About this task. Among the entries below, which lines include the string "noun"? Show each one.

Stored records

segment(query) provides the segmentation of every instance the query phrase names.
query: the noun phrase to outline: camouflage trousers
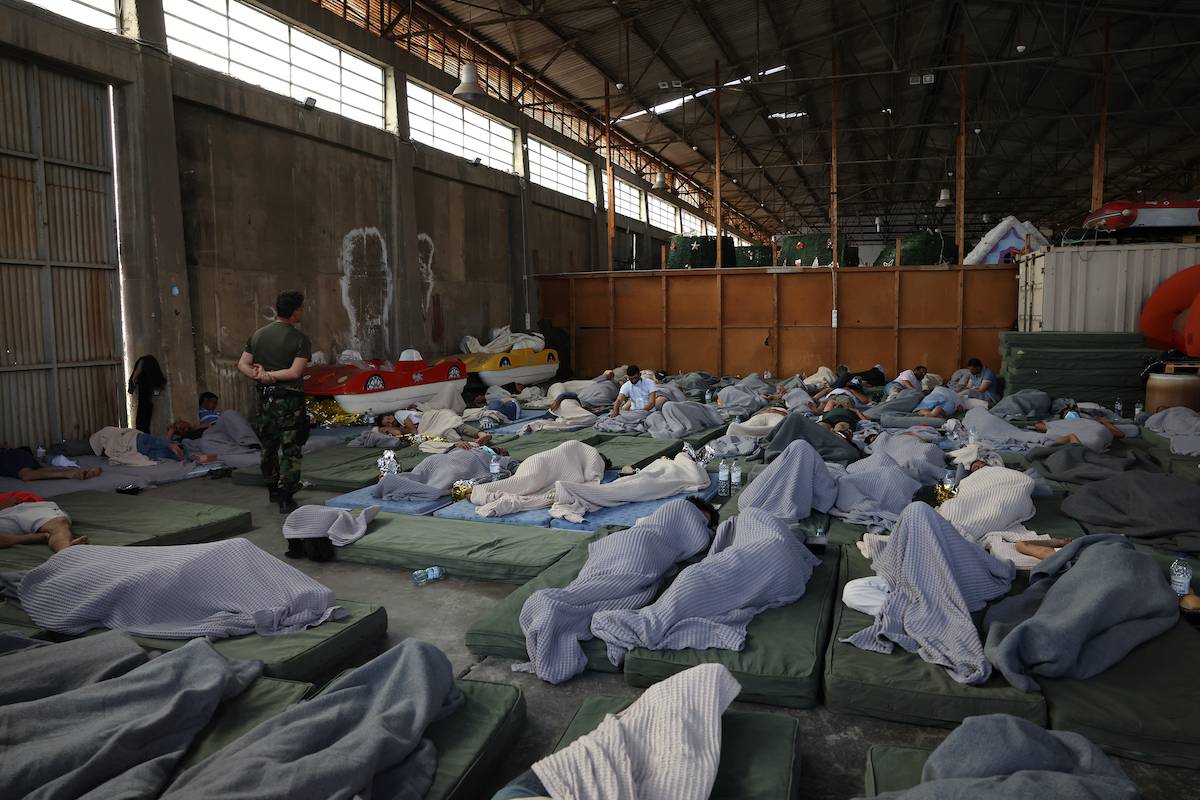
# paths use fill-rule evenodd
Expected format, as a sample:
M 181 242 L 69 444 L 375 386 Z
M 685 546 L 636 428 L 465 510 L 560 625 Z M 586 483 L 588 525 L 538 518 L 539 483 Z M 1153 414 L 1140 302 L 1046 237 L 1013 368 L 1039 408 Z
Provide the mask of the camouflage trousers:
M 267 488 L 291 494 L 300 488 L 301 449 L 308 441 L 304 395 L 258 399 L 255 433 L 262 442 L 262 474 Z

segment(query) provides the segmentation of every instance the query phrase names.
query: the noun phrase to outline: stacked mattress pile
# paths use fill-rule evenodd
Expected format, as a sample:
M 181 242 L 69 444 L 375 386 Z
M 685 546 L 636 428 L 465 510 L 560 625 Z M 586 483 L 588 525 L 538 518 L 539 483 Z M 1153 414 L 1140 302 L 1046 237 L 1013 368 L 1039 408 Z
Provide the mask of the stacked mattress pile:
M 1141 372 L 1158 351 L 1140 333 L 1000 334 L 1006 393 L 1041 389 L 1051 397 L 1111 406 L 1118 397 L 1132 409 L 1145 390 Z

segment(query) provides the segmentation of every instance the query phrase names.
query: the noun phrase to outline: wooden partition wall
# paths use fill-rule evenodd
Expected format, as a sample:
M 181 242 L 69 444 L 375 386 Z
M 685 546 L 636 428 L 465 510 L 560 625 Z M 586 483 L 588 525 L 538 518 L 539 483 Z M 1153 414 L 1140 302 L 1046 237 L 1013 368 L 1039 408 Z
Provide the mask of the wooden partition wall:
M 636 363 L 790 376 L 878 362 L 889 375 L 925 364 L 949 377 L 972 356 L 998 370 L 999 334 L 1017 316 L 1009 265 L 590 272 L 538 285 L 541 316 L 570 331 L 581 375 Z

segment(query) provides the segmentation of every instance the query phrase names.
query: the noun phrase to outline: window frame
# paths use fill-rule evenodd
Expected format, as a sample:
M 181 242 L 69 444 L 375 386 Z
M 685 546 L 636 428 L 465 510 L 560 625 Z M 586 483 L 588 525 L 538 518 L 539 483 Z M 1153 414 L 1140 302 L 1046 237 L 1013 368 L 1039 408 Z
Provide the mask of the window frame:
M 659 208 L 659 214 L 660 214 L 659 216 L 656 216 L 656 214 L 655 214 L 655 206 L 656 205 Z M 664 227 L 664 226 L 658 224 L 659 221 L 662 219 L 661 210 L 663 208 L 668 208 L 671 211 L 671 226 L 670 227 Z M 670 202 L 669 200 L 664 200 L 663 198 L 659 197 L 658 195 L 654 194 L 653 192 L 647 192 L 646 193 L 646 221 L 649 224 L 653 225 L 654 227 L 658 228 L 659 230 L 670 231 L 671 233 L 677 234 L 677 233 L 679 233 L 679 206 L 675 205 L 674 203 Z
M 490 169 L 520 174 L 516 168 L 514 126 L 411 77 L 405 79 L 404 94 L 410 141 L 466 161 L 479 159 L 481 166 Z M 425 101 L 425 95 L 429 96 L 429 102 Z M 414 119 L 420 124 L 414 125 Z M 455 124 L 459 129 L 455 129 Z M 469 145 L 475 147 L 468 149 Z
M 577 200 L 589 199 L 591 164 L 534 136 L 526 138 L 526 145 L 529 154 L 529 180 L 532 183 Z M 545 157 L 551 154 L 553 164 L 550 163 L 551 158 Z M 577 167 L 582 167 L 582 175 L 578 174 Z

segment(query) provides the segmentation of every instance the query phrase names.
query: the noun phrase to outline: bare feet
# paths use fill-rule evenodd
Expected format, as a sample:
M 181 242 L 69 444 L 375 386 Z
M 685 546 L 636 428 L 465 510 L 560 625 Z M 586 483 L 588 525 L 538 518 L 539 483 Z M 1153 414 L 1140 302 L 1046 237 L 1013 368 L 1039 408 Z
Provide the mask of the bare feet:
M 60 536 L 58 534 L 51 534 L 47 538 L 49 539 L 47 543 L 50 545 L 50 549 L 56 553 L 60 550 L 66 550 L 68 547 L 72 547 L 77 544 L 88 543 L 88 537 L 86 536 L 76 536 L 74 539 L 72 539 L 69 535 Z
M 5 533 L 0 534 L 0 547 L 15 547 L 19 544 L 37 544 L 50 538 L 48 533 Z
M 1030 539 L 1024 542 L 1017 542 L 1017 552 L 1024 556 L 1036 558 L 1038 561 L 1045 561 L 1058 552 L 1058 548 L 1066 547 L 1070 543 L 1070 539 Z
M 192 461 L 195 461 L 197 464 L 211 464 L 216 460 L 217 456 L 215 453 L 204 453 L 202 455 L 192 456 Z
M 169 450 L 171 451 L 172 455 L 174 455 L 174 456 L 175 456 L 175 460 L 176 460 L 176 461 L 183 461 L 183 460 L 184 460 L 184 458 L 183 458 L 183 448 L 182 448 L 182 447 L 180 447 L 179 445 L 177 445 L 177 444 L 173 444 L 173 445 L 171 445 L 171 446 L 170 446 L 169 448 L 167 448 L 167 449 L 169 449 Z
M 72 477 L 74 477 L 76 480 L 87 481 L 91 480 L 92 478 L 100 477 L 101 472 L 102 470 L 99 467 L 92 467 L 90 469 L 77 469 Z
M 490 433 L 481 433 L 481 434 L 479 434 L 478 437 L 476 437 L 475 444 L 484 445 L 484 444 L 488 444 L 491 441 L 492 441 L 492 435 Z

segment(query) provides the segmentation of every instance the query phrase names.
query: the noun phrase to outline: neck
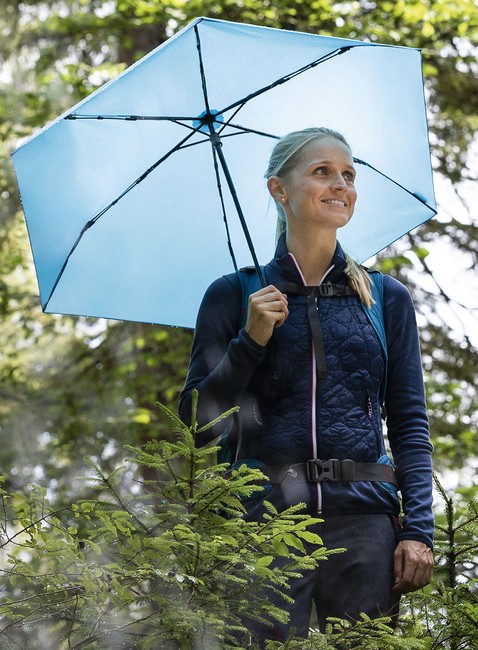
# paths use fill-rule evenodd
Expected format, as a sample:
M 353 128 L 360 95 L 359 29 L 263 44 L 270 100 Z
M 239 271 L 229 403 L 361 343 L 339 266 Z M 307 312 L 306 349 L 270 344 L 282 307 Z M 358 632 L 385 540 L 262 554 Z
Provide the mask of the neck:
M 327 236 L 328 235 L 328 236 Z M 305 283 L 308 286 L 320 284 L 330 268 L 337 246 L 335 232 L 321 237 L 295 236 L 288 232 L 286 235 L 287 249 L 295 257 Z

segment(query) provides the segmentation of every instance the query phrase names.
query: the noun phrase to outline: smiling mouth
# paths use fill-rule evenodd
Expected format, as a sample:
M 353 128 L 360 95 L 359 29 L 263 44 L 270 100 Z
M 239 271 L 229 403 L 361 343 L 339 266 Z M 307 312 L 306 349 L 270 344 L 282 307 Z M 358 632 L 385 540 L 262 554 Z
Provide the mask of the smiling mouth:
M 323 201 L 327 205 L 337 205 L 339 208 L 345 208 L 346 203 L 344 201 L 338 201 L 337 199 L 330 199 L 329 201 Z

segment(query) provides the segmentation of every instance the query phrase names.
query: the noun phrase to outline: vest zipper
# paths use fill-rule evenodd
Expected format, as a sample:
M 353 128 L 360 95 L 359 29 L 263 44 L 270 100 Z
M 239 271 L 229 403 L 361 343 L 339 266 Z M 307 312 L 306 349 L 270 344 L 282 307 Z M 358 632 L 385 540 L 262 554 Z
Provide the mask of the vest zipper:
M 329 273 L 332 271 L 334 268 L 334 264 L 330 266 L 327 271 L 324 273 L 321 281 L 319 284 L 322 284 L 326 277 L 329 275 Z M 304 280 L 305 284 L 305 280 Z M 316 301 L 316 309 L 319 309 L 318 302 Z M 320 314 L 319 314 L 320 318 Z M 325 354 L 325 352 L 324 352 Z M 317 431 L 317 364 L 315 360 L 315 349 L 314 349 L 314 343 L 312 342 L 312 408 L 313 408 L 313 414 L 314 414 L 314 425 L 312 429 L 312 434 L 313 434 L 313 451 L 314 451 L 314 458 L 317 458 L 317 436 L 318 436 L 318 431 Z M 323 499 L 322 499 L 322 485 L 319 481 L 316 483 L 317 485 L 317 514 L 322 513 L 322 505 L 323 505 Z
M 300 266 L 295 259 L 294 255 L 289 252 L 289 255 L 292 259 L 292 261 L 295 264 L 295 267 L 301 277 L 302 283 L 306 285 L 306 281 L 304 278 L 304 275 L 300 269 Z M 319 284 L 322 284 L 324 282 L 325 278 L 328 276 L 330 271 L 334 268 L 334 264 L 330 266 L 327 271 L 324 273 L 324 276 L 322 277 L 321 281 Z M 319 306 L 317 305 L 317 309 Z M 315 360 L 315 349 L 314 349 L 314 342 L 312 341 L 312 366 L 311 366 L 311 373 L 312 373 L 312 381 L 311 381 L 311 396 L 310 396 L 310 402 L 311 402 L 311 413 L 310 413 L 310 425 L 311 425 L 311 436 L 312 436 L 312 458 L 317 458 L 317 364 Z M 317 514 L 322 513 L 322 486 L 320 485 L 320 482 L 317 481 L 316 483 L 317 486 Z

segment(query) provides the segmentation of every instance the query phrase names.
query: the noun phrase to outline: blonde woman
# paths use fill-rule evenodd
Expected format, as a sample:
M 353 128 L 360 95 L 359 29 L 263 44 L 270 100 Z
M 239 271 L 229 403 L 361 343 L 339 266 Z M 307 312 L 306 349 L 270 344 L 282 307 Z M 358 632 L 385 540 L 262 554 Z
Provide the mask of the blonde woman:
M 384 354 L 367 317 L 374 274 L 337 241 L 354 212 L 355 175 L 335 131 L 278 141 L 266 173 L 279 235 L 267 286 L 249 297 L 244 321 L 239 274 L 211 285 L 180 399 L 187 419 L 198 389 L 204 423 L 241 406 L 230 423 L 232 458 L 261 466 L 271 485 L 265 498 L 278 508 L 305 502 L 325 520 L 317 531 L 325 545 L 347 549 L 293 582 L 288 625 L 251 625 L 260 645 L 292 628 L 307 636 L 313 603 L 322 628 L 332 616 L 395 616 L 399 595 L 432 575 L 431 445 L 415 314 L 405 287 L 383 276 Z M 246 502 L 248 517 L 261 517 L 263 499 Z

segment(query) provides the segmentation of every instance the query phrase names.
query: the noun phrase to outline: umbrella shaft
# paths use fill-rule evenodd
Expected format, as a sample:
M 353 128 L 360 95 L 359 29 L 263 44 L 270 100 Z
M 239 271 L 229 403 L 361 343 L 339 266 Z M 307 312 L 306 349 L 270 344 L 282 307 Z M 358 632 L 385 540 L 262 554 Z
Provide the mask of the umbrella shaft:
M 227 185 L 229 187 L 229 191 L 231 192 L 232 200 L 234 201 L 234 205 L 236 207 L 237 214 L 239 216 L 239 221 L 241 222 L 242 230 L 244 231 L 244 236 L 247 241 L 247 245 L 249 247 L 249 250 L 252 255 L 252 260 L 254 262 L 254 267 L 257 271 L 257 274 L 259 276 L 259 280 L 261 282 L 261 286 L 265 287 L 266 282 L 264 279 L 264 274 L 262 273 L 261 266 L 259 264 L 259 261 L 257 259 L 256 251 L 254 250 L 254 244 L 251 239 L 251 235 L 249 233 L 249 228 L 247 227 L 246 219 L 244 217 L 244 213 L 241 208 L 241 204 L 239 203 L 239 199 L 237 196 L 236 188 L 234 187 L 234 182 L 232 180 L 231 174 L 229 172 L 229 167 L 227 166 L 226 159 L 224 157 L 224 153 L 222 151 L 222 142 L 221 138 L 219 137 L 219 134 L 216 133 L 214 130 L 214 127 L 212 125 L 209 125 L 210 131 L 211 131 L 211 144 L 214 147 L 214 150 L 216 151 L 217 157 L 219 159 L 219 162 L 221 163 L 222 171 L 224 173 L 224 177 L 226 179 Z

Answer to this problem.
query: the noun phrase to outline: camouflage trousers
query: the noun phrase to outline: stacked mattress pile
query: the noun phrase to outline: wooden partition wall
query: the noun phrase to outline: window frame
query: the noun phrase to outline: bare feet
query: the noun phrase to outline: neck
query: the noun phrase to outline: smiling mouth
query: the noun phrase to outline: vest zipper
query: the noun phrase to outline: blonde woman
query: the noun phrase to outline: umbrella shaft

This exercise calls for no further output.